[Work to complete]: From the line containing "the truck cab" down to the last line of the material below, copy each line exactly and leave out the rest.

##########

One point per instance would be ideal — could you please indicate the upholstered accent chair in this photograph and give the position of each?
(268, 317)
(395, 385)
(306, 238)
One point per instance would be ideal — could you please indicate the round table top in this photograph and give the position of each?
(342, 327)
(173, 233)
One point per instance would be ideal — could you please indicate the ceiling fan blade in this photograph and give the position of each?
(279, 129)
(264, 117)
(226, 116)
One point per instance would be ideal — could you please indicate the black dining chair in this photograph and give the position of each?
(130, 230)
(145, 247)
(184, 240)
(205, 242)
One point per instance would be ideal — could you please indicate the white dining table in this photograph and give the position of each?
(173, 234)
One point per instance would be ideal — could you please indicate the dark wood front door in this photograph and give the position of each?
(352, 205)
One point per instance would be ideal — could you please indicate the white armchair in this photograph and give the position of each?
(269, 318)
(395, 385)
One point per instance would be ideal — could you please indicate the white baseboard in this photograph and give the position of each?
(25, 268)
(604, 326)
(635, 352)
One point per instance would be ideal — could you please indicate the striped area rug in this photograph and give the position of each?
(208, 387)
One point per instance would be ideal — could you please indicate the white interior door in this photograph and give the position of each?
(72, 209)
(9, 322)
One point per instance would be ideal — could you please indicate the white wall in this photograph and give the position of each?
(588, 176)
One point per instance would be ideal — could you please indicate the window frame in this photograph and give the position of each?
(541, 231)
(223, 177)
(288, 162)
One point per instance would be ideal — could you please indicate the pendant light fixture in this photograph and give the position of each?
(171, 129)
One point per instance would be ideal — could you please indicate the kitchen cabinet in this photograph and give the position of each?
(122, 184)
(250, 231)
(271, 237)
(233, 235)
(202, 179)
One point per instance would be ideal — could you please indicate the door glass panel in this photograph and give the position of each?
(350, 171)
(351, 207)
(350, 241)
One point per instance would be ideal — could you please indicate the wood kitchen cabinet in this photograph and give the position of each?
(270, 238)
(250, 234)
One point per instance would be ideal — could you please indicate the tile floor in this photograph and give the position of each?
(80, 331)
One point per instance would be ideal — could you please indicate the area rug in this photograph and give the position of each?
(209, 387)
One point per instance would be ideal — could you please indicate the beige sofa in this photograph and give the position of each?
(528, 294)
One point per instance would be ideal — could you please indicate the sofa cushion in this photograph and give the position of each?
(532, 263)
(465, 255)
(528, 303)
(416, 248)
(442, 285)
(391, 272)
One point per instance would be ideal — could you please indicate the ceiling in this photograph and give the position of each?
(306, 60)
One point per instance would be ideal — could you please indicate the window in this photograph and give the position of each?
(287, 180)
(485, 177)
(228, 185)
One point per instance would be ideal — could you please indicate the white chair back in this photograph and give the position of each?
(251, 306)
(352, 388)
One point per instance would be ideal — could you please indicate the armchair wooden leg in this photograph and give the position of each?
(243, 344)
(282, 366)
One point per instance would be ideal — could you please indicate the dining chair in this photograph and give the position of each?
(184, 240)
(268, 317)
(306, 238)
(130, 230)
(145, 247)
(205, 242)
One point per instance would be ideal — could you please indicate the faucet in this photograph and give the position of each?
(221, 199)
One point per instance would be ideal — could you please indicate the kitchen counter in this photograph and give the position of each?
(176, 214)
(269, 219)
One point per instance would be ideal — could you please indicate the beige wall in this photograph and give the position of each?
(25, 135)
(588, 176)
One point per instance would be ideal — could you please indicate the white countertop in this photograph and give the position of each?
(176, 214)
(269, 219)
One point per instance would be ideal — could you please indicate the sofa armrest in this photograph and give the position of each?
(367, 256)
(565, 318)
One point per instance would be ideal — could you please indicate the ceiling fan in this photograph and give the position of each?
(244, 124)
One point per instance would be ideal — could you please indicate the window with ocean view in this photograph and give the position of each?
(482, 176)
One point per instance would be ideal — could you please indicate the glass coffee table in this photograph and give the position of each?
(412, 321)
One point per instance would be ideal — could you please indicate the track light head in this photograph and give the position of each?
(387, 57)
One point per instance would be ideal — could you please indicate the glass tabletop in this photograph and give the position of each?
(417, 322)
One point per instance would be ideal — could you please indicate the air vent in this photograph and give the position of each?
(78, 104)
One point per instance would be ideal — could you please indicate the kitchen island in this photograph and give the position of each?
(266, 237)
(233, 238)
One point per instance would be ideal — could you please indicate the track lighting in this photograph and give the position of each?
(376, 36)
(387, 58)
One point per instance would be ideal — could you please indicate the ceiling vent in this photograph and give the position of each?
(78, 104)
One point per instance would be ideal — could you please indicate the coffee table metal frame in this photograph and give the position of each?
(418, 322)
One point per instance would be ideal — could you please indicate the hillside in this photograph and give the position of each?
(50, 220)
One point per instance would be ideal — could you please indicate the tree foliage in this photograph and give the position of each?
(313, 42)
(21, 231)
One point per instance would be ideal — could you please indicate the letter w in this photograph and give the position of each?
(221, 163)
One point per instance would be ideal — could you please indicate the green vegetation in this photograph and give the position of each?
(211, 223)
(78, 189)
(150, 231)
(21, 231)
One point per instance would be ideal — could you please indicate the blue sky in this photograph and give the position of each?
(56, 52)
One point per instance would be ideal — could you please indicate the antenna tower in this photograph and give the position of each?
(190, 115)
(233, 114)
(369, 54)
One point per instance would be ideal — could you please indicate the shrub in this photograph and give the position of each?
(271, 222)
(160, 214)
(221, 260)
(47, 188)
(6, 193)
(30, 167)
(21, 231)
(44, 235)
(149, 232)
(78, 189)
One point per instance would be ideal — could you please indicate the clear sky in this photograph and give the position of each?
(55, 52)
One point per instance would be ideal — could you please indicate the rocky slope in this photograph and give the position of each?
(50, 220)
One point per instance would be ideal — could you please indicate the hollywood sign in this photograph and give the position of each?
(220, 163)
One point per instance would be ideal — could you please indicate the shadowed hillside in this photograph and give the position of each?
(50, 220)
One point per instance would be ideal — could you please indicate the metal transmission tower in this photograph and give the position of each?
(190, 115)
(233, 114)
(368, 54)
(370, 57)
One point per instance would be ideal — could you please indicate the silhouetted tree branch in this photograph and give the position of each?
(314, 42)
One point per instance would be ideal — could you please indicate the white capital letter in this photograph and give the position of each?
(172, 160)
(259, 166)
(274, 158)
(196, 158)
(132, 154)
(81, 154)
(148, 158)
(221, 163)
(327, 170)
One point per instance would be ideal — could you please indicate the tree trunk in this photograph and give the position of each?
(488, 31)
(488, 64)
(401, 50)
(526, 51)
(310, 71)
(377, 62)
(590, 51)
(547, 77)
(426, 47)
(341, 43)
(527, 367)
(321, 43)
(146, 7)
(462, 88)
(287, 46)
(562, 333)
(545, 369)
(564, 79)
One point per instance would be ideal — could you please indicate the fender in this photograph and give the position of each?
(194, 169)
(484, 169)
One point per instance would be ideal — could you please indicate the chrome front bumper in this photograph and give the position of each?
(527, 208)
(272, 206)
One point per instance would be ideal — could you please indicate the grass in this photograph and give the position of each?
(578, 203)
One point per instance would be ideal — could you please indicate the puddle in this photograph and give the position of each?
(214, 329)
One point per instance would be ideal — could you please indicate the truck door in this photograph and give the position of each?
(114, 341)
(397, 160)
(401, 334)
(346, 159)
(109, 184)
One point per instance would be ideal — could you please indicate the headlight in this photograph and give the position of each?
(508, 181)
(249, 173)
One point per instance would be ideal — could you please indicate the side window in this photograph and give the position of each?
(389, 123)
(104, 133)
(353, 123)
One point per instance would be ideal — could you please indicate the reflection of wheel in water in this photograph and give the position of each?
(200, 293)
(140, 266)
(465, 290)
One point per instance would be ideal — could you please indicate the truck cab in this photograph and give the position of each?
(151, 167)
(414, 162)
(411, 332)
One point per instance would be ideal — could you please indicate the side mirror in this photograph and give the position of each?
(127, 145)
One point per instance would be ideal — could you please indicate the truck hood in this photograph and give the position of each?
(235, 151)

##########

[The answer]:
One point per instance would be ideal — could you please indicate the truck cab in this photograph and give the position of each?
(151, 167)
(414, 162)
(411, 332)
One point per instance would be ideal — could you please indicate the side mirror in this photograph and give the position of each?
(127, 145)
One point per instance would be ideal — could you please indicate the truck hood in this photograph and give the position of each?
(235, 151)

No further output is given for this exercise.